# Records to use
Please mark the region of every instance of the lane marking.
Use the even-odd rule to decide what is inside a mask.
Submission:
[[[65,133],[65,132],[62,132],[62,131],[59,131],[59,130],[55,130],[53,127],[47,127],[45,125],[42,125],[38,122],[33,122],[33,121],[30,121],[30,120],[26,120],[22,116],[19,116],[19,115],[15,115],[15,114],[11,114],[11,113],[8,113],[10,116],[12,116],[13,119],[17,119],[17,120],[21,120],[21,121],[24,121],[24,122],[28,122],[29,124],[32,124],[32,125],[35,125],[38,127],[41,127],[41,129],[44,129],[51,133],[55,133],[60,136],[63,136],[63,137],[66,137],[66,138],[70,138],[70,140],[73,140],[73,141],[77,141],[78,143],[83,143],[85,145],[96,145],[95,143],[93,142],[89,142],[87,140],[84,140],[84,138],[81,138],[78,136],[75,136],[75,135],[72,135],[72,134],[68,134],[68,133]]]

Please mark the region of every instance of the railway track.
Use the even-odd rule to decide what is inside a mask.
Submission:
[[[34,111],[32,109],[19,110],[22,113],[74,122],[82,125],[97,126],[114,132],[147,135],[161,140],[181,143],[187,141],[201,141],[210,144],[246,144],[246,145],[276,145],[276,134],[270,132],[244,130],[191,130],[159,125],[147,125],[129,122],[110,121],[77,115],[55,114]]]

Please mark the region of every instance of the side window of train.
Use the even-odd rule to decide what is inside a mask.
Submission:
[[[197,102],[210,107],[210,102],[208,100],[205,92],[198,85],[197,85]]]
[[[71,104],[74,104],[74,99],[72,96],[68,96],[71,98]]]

# Directions for this task
List each line of the entries above that contains the string "instance".

# Exercise output
Please mark the region of every instance of the lane marking.
Please mark the region of every instance of the railway track.
Please mark the region of every instance of the side window of train.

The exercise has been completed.